◆ TRECHO FORNECIDO ◆
++++++
Segundo o hospital, o tratamento, já demonstrado em séries como Grey's Anatomy e The Good Doctor, passou a ser utilizado em dezembro, no Centro de Tratamento de Queimados (CTQ) da unidade, no âmbito de um estudo liderado pela Universidade Federal do Ceará (UFC).
No Hospital Souza Aguiar, inicialmente a pele de tilápia está sendo usada em pacientes com escaldaduras provocadas por água fervente em até 30% do corpo.
Chefe do Centro de Tratamento de Queimados do Hospital Municipal Souza Aguiar, a cirurgiã plástica Irene Daher, conversou com Sputnik Brasil e esclareceu as vantagens da pesquisa.
Segundo ela, a abordagem de um paciente queimado envolve "limpeza e remoção da pele queimada" e posterior uso de pomada ou creme, ou substituto cutâneo.
"Pode ser algum substituto sintético. Já existem vários no mercado. Só que geralmente bastante caros. Ou você pode recorrer ao substituto cutâneo de origem animal", explicou a especialista.
A médica destacou que, historicamente, o tratamento de queimaduras já recorreu a diversos tipos de substituto cutâneo, "por exemplo, rã, porco e até pele de cadáver".
No entanto, a pele de tilápia abriu novas possibilidades.
"O que foi percebido? É que ela, [pele de tilápia], tem muito mais colágeno, do que a pele humana. Além, de proporcionar umidade. Ela consegue preservar a umidade do local da ferida", explicou a chefe do CTQ.
++++++
Dados de associação entre texto e regiões
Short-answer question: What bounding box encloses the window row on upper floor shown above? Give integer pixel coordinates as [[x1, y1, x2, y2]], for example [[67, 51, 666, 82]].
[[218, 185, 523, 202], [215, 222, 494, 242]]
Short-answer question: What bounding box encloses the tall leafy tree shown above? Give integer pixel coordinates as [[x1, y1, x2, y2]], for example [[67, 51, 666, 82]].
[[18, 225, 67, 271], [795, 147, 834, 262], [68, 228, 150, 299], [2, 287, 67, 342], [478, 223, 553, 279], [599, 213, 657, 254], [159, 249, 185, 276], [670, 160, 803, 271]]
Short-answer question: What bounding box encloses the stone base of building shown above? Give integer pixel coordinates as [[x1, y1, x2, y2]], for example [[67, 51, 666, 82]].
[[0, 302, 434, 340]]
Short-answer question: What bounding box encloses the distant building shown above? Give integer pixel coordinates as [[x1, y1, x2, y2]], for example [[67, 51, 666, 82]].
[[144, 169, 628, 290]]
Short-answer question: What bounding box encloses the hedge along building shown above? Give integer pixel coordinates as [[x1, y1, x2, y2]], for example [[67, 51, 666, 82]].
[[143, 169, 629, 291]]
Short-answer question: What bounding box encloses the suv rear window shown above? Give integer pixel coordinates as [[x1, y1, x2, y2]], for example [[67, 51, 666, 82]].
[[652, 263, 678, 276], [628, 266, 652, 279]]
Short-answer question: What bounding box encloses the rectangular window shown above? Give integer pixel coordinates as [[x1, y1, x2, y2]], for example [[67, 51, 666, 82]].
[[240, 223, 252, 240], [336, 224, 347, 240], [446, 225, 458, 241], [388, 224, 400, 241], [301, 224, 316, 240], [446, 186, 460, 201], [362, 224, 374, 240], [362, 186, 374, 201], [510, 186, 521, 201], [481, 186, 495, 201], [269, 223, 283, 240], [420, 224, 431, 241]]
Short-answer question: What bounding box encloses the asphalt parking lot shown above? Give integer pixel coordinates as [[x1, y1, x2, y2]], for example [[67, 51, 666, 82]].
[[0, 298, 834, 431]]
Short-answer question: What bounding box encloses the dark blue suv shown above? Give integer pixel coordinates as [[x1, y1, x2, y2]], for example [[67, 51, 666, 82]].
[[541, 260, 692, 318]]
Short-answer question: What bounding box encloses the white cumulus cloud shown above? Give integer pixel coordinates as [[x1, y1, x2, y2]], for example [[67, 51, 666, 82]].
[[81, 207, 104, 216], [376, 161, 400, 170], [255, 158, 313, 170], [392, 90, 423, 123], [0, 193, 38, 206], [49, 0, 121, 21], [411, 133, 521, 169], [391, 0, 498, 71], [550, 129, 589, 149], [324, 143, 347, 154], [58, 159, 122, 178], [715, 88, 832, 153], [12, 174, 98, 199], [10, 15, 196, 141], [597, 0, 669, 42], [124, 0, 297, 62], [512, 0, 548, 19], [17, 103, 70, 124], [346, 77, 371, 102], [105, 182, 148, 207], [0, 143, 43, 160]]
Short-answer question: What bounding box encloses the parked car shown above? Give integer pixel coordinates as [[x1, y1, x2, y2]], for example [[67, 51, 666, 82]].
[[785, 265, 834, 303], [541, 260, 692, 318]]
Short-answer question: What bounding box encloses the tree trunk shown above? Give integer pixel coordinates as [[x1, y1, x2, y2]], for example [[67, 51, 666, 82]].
++++++
◆ TAREFA PROPOSTA 1 ◆
Liste os tipos de substituto cutâneo que, segundo o trecho sobre a pele de tilápia, já foram usados historicamente no tratamento de queimaduras.
◆ TAREFA PROPOSTA 2 ◆
Prossiga com o texto sobre o uso da pele de tilápia em pacientes queimados, começando logo após a última frase apresentada.

◆ ESPAÇO DA RESPOSTA 1 ◆
Rã
Porco
Pele de cadáver

◆ ESPAÇO DA RESPOSTA 2 ◆
"O material é hidratado e aplicado diretamente sobre as queimaduras, sem a necessidade de pomadas ou outros insumos. Conforme as lesões vão cicatrizando, a pele de tilápia vai se soltando. Os pacientes relatam coceira neste período final, o que é uma reação típica do processo de cicatrização", acrescentou Irene Daher.
Rica em colágeno, resistente e elástica, a pele de tilápia auxilia na cicatrização de queimaduras de diferentes níveis. A atadura tampona toda a ferida, vedando e aderindo como se fosse uma cola, podendo permanecer no local por vários dias. Os riscos de infecção ficam reduzidos e evita a perda de líquidos dos tecidos e também diminui a dor do paciente, que é inevitável no tratamento tradicional das queimaduras, com curativos feitos de gazes e pomadas e que normalmente devem ser trocados no máximo a cada três dias. O curativo com a pele de tilápia é trocado somente a cada 10 dias, reduzindo, além do sofrimento do paciente, o custo do tratamento em até 50%.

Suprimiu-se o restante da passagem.